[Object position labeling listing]

════════════════

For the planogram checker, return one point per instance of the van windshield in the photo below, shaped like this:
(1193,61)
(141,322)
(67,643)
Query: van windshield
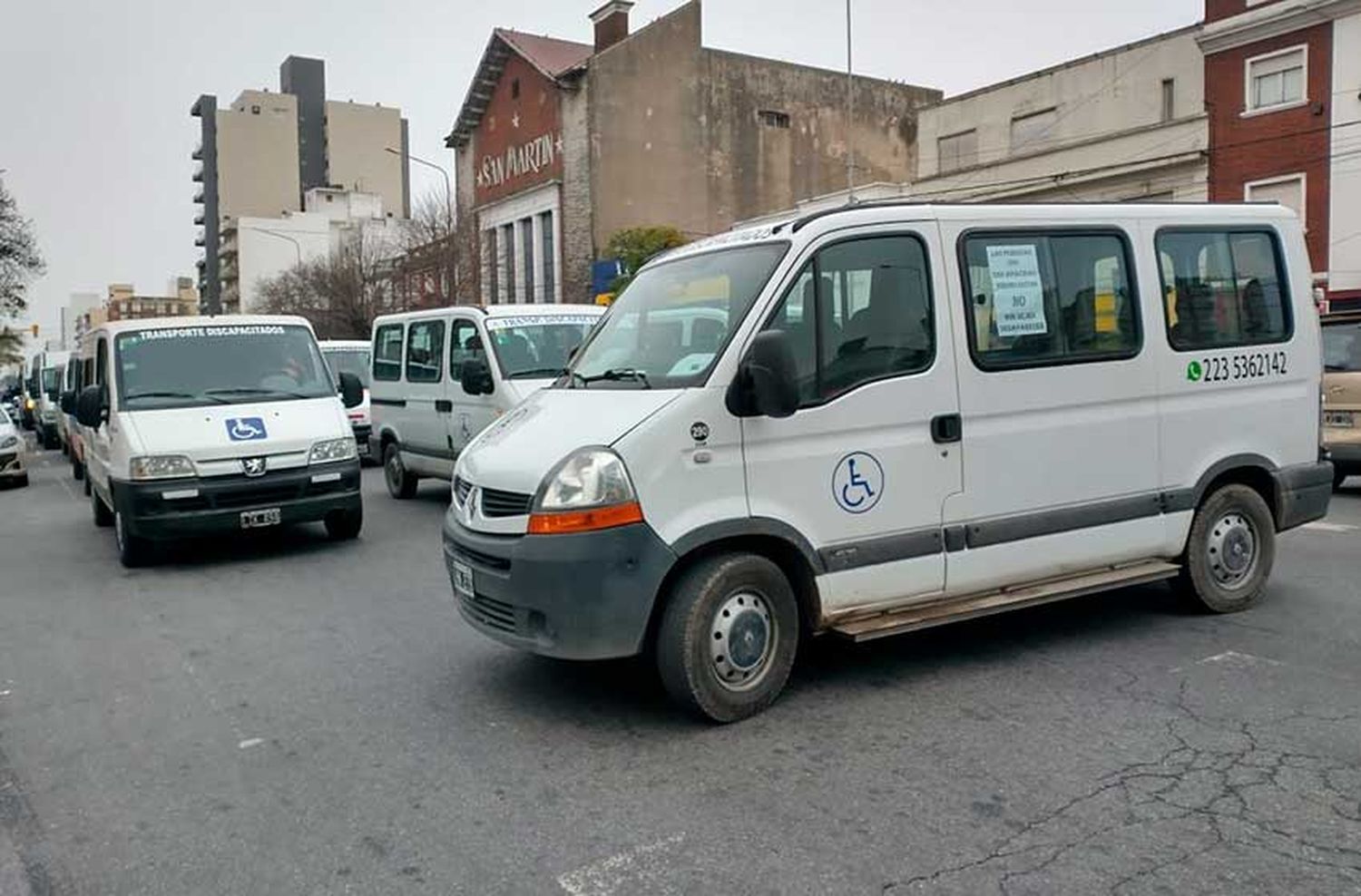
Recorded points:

════════════════

■ **THE PROBLEM**
Copy the listing above line for line, without changing any text. Leave the picture out of your copy.

■ **WRITTEN ANSWER**
For the planogram checker, return one point per instance of the van windshield in the photo below, shaped like this:
(1193,61)
(141,322)
(67,643)
Query: van windshield
Recorded points:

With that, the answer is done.